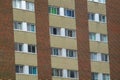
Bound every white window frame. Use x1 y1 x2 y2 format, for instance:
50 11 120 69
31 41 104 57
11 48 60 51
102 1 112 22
13 0 22 9
28 44 36 53
89 32 96 41
16 65 24 74
66 49 77 58
15 43 24 52
27 23 36 32
51 47 62 56
64 8 75 18
65 29 76 38
14 21 23 31
29 66 37 75
50 27 61 36
52 68 63 77
26 2 35 11
67 70 78 79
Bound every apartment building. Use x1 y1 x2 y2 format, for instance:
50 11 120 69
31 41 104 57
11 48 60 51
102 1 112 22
0 0 120 80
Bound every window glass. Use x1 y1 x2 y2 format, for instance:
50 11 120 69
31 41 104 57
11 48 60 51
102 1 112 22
64 9 75 17
29 66 37 74
52 68 63 77
49 6 59 15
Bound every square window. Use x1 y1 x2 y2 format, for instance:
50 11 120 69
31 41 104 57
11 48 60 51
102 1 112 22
16 65 24 73
101 54 109 62
29 66 37 75
100 34 108 42
27 23 35 32
14 21 22 30
52 48 62 56
92 72 98 80
66 49 77 58
64 9 75 17
15 43 23 51
52 68 63 77
65 29 76 38
67 70 78 78
103 74 110 80
26 2 34 11
88 13 95 21
13 0 22 8
50 27 60 35
89 33 96 41
48 6 59 15
28 44 36 53
91 52 97 61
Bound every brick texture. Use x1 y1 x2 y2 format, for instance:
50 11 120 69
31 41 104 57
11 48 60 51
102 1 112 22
106 0 120 80
35 0 52 80
75 0 91 80
0 0 15 80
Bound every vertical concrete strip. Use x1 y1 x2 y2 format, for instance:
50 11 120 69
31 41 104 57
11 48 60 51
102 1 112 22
0 0 15 80
75 0 91 80
35 0 52 80
106 0 120 80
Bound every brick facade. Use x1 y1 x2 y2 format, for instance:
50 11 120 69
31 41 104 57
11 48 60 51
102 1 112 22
35 0 52 80
0 0 15 80
75 0 91 80
106 0 120 80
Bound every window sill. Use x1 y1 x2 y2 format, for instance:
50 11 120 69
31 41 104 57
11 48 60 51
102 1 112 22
15 51 37 55
14 29 36 33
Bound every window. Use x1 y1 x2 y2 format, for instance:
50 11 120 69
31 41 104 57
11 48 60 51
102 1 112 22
92 73 98 80
29 66 37 75
65 29 76 37
27 23 35 32
100 34 108 42
52 68 63 77
99 14 106 23
15 43 23 51
66 49 77 58
28 44 36 53
91 53 97 61
101 54 109 61
16 65 24 73
64 9 75 17
26 2 34 11
49 6 59 15
99 0 106 3
67 70 78 78
103 74 110 80
50 27 60 35
14 21 22 30
89 33 96 41
88 13 95 21
52 48 62 56
13 0 22 8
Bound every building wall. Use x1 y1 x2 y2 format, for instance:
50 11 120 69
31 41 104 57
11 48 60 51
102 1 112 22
0 0 15 80
106 0 120 80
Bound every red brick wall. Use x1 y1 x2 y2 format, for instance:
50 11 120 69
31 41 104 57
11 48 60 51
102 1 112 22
35 0 52 80
0 0 15 80
75 0 91 80
106 0 120 80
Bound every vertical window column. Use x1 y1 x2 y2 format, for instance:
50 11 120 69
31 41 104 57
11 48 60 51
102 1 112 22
94 0 99 2
63 69 67 78
95 13 99 22
21 0 26 10
62 48 66 57
24 65 29 74
23 44 28 53
60 7 64 16
22 22 27 31
61 28 65 36
96 33 100 41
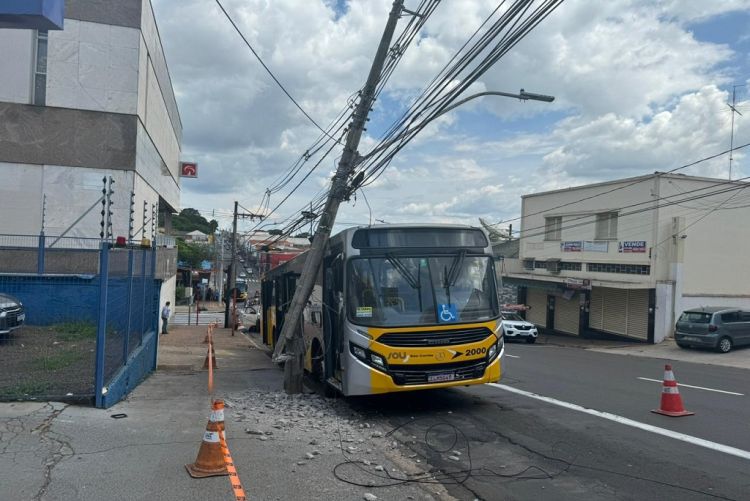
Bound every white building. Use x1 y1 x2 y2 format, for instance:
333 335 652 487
502 172 750 342
0 0 182 295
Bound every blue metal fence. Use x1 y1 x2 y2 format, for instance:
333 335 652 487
0 235 160 407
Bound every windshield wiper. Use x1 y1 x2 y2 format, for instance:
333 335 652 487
385 254 422 290
385 254 422 311
443 250 466 304
446 250 466 287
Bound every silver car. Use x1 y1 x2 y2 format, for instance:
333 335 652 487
0 293 26 334
500 311 539 343
674 306 750 353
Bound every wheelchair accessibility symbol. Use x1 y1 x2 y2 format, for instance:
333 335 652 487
438 303 458 323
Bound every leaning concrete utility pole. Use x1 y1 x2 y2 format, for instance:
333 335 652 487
273 0 404 394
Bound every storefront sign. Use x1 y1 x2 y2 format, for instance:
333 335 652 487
560 240 583 252
565 278 591 290
583 240 609 252
619 240 646 253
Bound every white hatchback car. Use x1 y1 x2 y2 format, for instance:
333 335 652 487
500 311 539 343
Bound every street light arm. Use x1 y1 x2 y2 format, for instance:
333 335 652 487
362 89 555 160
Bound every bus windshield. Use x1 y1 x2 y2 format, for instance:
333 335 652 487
347 252 498 327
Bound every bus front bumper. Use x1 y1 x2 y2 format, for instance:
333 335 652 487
344 347 505 396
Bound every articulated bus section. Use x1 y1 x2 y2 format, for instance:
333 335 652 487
261 225 504 396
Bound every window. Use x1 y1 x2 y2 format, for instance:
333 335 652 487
721 311 740 324
33 30 48 106
544 216 562 240
586 263 651 275
529 261 581 271
595 212 617 240
678 311 712 324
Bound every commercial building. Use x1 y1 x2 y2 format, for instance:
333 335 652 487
502 172 750 343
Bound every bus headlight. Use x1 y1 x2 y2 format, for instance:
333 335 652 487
352 344 367 361
370 353 385 369
349 342 388 371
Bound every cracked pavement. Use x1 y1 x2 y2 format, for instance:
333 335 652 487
0 326 453 501
0 402 74 501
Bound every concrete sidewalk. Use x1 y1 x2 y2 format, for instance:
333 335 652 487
0 326 452 501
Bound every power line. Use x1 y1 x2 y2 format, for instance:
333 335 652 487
215 0 338 142
519 176 750 239
247 0 446 229
490 143 750 226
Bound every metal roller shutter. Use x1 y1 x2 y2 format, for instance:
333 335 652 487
555 294 580 336
526 287 547 327
602 289 628 335
592 287 649 339
627 289 649 339
589 287 604 330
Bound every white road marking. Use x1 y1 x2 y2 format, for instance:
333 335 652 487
638 377 745 397
489 383 750 460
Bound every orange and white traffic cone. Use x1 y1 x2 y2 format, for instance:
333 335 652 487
203 340 218 369
208 400 224 431
185 402 229 478
651 364 695 417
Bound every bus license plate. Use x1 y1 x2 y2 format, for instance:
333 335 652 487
427 372 456 383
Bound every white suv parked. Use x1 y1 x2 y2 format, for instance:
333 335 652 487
500 311 539 343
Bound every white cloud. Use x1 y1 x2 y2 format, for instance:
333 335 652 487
152 0 750 230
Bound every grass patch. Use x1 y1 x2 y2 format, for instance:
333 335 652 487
31 351 83 371
0 381 50 399
51 322 96 341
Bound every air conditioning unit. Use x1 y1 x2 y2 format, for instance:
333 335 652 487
547 259 560 273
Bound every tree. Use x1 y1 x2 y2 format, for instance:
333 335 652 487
177 238 211 269
172 207 219 235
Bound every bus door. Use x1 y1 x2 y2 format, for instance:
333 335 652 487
323 252 346 379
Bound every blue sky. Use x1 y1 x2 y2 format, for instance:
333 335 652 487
152 0 750 234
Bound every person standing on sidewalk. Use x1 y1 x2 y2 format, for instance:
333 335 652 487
161 301 172 334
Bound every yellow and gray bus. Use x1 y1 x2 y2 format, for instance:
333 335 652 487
261 225 504 396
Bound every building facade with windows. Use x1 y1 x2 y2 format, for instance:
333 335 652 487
0 0 182 238
0 0 182 297
503 172 750 343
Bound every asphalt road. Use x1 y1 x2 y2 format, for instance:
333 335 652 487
351 343 750 500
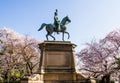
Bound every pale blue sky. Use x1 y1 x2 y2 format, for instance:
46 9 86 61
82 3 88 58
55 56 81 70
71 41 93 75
0 0 120 51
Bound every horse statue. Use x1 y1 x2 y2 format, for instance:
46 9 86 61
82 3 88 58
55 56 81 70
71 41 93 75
38 16 71 41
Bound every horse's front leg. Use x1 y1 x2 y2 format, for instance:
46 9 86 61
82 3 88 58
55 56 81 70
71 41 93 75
65 32 70 39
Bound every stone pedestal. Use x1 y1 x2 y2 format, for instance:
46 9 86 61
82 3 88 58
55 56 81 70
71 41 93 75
20 41 84 83
39 41 76 83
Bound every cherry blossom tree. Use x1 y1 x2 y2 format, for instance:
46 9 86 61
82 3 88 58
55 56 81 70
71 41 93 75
0 28 40 79
77 30 120 83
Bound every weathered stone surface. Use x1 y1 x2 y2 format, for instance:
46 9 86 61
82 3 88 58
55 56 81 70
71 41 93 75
22 41 88 83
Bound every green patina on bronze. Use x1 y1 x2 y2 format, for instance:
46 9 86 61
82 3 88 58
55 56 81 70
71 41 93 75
38 9 71 41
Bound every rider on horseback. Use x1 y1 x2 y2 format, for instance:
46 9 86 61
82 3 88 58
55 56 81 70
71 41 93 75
54 9 60 34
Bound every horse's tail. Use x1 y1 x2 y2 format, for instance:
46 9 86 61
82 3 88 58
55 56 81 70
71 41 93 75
38 23 47 31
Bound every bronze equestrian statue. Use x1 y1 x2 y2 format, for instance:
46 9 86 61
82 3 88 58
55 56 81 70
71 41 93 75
38 9 71 41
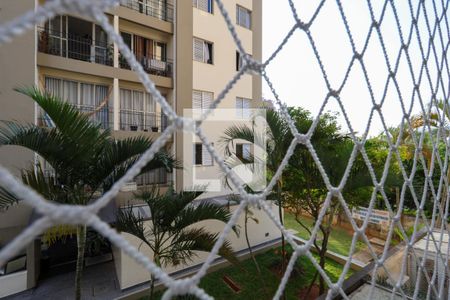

------------------------------------------------------------------------

**WHAT TO WORK ON**
Can you reproduce the part of the items that opens with the line containing "Bound every horse's tail." and closes with the last line of the items, replacing "Bound" with "Outline" throughout and leaving every other word unchanged? Leave the pictures out of your answer.

**RESPONSE TO THE TASK**
Outline every horse's tail. Use x1 y1 x2 y2 format, for instance:
46 9 86 61
82 3 88 58
55 56 81 70
71 41 93 75
38 23 47 31
Outline every bronze equestrian statue. Use x1 y1 x2 y2 format, for instance:
46 9 86 61
82 3 88 58
55 56 81 70
71 41 93 75
38 9 71 41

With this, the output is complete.